"""

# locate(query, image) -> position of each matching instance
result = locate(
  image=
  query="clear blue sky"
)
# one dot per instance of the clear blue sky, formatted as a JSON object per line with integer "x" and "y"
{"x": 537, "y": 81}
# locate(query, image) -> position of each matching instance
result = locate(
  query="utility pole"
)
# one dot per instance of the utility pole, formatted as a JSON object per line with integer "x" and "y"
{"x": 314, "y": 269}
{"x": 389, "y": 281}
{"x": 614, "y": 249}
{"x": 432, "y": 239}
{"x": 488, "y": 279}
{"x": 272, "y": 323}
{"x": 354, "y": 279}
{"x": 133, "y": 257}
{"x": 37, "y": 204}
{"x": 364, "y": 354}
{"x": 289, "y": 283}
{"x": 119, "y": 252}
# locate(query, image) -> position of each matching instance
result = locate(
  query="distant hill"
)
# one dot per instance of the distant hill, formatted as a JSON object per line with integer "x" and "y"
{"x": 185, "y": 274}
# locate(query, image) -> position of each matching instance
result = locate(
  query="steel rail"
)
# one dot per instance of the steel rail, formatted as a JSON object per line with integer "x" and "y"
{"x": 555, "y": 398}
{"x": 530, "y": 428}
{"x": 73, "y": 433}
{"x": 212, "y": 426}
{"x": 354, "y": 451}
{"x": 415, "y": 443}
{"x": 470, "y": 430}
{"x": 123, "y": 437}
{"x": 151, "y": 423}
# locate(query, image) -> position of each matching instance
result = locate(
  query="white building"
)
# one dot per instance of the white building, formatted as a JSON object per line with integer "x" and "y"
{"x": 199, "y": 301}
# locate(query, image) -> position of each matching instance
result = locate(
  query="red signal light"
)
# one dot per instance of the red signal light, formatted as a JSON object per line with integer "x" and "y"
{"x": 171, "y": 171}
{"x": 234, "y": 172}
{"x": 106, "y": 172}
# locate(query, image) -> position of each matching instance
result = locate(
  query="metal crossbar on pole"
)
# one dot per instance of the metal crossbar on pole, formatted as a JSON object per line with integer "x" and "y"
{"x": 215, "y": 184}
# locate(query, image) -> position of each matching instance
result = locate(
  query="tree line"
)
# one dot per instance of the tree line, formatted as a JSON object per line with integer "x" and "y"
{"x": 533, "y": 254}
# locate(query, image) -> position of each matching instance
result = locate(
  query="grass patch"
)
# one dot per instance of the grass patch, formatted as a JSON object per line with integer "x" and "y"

"""

- _Task details_:
Reproduce each line, exactly as it appears, from the one that contains "# one dot per instance of the tree" through the last line of the records. Add no other lines.

- _Expected output_:
# one dot per instance of the tree line, formatted as a JSON object per line with integer "x" and "y"
{"x": 533, "y": 254}
# locate(query, image) -> position of each matching instance
result = locate(
  query="grass patch"
)
# one dot per instance of the grass patch, formatted as a JSON object per line with integer "x" and "y"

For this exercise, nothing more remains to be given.